▶ **Exercise task**
Return every line of the entries below that contains the string "hood", copied without changes.

== == ==

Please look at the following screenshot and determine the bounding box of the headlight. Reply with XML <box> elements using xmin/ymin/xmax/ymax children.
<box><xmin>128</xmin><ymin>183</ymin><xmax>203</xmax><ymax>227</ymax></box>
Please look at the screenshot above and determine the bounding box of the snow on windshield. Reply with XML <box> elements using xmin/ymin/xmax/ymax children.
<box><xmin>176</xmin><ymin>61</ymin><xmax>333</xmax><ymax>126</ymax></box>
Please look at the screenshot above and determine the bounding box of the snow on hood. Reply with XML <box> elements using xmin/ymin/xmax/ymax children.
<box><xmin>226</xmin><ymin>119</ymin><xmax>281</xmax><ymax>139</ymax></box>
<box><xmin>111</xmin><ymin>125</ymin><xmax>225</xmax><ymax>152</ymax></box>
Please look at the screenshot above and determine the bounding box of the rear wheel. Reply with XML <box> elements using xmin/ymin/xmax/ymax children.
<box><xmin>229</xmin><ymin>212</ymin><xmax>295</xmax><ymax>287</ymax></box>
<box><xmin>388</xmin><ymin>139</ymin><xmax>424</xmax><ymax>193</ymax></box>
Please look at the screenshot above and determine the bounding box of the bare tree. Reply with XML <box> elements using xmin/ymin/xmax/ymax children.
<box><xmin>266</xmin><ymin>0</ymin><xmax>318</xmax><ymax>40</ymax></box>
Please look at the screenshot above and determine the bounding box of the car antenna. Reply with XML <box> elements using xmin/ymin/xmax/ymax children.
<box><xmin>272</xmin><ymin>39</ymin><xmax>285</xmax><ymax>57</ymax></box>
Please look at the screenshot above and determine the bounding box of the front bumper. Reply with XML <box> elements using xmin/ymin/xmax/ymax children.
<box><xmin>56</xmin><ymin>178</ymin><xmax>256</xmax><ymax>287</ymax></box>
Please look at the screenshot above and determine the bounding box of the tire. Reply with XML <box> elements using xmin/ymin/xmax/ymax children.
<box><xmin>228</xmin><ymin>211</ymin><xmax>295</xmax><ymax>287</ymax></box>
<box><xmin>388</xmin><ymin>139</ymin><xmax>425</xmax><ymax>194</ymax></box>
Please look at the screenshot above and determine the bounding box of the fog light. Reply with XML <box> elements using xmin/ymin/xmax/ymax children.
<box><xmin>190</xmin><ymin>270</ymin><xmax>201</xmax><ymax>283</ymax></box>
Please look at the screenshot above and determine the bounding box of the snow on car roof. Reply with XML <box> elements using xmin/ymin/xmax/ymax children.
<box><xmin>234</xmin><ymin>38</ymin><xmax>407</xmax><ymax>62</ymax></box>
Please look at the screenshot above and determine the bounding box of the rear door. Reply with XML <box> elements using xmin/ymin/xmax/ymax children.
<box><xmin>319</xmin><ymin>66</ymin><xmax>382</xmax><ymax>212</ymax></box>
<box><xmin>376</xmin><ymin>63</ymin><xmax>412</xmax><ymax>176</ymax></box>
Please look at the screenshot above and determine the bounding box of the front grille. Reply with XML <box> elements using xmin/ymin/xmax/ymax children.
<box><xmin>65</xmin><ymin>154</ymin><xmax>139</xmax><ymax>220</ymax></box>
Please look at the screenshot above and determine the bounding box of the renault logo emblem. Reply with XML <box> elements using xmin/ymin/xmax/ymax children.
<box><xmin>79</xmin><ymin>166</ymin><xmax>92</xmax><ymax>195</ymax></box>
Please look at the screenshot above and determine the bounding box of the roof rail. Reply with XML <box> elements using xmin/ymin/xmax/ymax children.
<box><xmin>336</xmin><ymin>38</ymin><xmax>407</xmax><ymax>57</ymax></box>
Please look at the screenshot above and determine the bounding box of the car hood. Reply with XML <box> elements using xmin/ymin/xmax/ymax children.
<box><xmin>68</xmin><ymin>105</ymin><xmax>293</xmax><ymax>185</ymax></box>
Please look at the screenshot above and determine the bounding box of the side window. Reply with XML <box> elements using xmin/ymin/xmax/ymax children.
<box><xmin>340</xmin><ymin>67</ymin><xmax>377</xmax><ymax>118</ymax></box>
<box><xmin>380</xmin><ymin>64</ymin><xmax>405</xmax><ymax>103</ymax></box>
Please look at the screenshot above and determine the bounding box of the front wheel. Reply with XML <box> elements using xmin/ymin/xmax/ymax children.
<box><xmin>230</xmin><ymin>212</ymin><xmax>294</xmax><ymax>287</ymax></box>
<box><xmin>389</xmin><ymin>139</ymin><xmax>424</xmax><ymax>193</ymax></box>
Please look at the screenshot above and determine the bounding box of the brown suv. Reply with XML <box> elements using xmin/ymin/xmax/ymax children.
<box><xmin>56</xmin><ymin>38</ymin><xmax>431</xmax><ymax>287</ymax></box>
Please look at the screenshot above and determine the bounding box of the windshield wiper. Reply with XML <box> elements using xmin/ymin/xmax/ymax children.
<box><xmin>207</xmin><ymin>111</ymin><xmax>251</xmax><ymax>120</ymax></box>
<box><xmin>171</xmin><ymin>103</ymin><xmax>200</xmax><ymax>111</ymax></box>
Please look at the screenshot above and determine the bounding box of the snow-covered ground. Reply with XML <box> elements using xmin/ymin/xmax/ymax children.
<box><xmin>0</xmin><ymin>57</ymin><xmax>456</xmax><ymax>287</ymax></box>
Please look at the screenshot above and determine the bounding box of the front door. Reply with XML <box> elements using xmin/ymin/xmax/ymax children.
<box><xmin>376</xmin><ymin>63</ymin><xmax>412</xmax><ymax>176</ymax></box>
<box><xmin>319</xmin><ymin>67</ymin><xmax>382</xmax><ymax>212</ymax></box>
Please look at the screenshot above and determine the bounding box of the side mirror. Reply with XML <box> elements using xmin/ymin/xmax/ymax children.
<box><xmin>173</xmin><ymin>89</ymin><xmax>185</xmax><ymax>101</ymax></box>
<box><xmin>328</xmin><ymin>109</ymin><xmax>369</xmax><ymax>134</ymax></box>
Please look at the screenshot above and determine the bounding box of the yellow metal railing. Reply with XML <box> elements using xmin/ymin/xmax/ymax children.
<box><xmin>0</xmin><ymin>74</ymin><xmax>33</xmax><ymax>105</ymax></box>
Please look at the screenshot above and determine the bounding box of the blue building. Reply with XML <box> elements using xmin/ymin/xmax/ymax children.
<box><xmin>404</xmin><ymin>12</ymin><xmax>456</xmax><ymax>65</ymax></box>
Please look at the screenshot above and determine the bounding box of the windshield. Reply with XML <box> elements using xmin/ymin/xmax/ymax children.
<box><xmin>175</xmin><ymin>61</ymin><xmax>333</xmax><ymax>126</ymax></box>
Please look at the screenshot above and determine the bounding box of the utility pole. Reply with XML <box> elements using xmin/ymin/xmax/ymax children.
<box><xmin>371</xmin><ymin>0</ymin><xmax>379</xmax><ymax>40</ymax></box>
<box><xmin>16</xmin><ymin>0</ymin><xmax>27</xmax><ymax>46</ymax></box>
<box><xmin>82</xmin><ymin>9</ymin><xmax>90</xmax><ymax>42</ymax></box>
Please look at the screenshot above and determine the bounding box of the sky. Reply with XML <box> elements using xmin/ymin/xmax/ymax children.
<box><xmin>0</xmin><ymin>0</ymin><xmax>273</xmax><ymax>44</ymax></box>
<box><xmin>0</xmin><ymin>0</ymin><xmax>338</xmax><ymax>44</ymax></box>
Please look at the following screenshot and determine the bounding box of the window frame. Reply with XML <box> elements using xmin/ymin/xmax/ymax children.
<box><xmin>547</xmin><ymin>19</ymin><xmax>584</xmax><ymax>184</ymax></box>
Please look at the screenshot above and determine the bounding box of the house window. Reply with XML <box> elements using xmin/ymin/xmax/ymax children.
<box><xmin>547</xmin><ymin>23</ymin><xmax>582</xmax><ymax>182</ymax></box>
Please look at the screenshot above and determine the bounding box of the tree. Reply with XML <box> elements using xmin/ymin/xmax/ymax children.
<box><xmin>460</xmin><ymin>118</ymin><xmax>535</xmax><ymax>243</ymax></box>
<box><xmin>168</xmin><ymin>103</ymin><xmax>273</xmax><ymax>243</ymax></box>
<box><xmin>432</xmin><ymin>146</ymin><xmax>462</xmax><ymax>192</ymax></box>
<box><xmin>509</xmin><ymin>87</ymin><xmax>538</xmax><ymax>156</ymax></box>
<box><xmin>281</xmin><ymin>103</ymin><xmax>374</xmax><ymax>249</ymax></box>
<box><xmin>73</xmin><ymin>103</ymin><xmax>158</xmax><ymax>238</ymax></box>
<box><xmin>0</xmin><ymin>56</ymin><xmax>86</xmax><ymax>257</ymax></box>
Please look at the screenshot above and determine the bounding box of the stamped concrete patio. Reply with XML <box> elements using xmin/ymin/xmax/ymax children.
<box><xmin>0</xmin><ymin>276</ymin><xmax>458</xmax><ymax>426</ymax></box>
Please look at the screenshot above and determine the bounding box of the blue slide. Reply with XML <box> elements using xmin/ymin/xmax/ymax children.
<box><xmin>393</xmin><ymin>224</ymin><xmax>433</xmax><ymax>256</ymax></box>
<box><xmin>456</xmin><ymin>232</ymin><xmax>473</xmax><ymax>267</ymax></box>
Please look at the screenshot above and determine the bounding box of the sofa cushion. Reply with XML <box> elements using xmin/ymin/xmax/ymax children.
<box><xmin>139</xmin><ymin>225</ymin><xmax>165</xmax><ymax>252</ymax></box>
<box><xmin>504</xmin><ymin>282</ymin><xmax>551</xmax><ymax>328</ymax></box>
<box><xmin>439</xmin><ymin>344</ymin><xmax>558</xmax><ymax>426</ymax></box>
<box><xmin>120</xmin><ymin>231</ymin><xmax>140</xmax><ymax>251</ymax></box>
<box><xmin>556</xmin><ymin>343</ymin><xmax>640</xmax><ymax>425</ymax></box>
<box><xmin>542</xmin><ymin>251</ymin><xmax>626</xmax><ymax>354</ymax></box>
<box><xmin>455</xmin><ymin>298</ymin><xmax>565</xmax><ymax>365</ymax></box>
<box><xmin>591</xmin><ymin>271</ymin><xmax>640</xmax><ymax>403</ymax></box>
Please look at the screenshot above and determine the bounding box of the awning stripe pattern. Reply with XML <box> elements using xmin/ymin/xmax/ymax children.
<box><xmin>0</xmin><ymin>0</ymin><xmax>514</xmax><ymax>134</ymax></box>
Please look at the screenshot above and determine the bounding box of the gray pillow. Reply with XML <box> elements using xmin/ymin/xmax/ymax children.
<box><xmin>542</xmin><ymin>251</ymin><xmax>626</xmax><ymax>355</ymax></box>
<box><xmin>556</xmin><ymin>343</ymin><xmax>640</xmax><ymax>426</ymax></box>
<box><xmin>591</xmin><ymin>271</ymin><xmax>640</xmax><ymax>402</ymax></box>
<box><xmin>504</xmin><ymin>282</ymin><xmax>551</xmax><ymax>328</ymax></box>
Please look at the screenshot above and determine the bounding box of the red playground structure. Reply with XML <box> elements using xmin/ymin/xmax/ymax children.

== == ==

▶ **Answer to the exercise**
Please look at the screenshot above and determine the bounding box of the snow on hood. Reply with XML <box> elements using xmin/ymin/xmax/ymax children.
Please look at the screenshot above and determine the bounding box of the car hood. Reply with XML <box> elements using xmin/ymin/xmax/ymax children.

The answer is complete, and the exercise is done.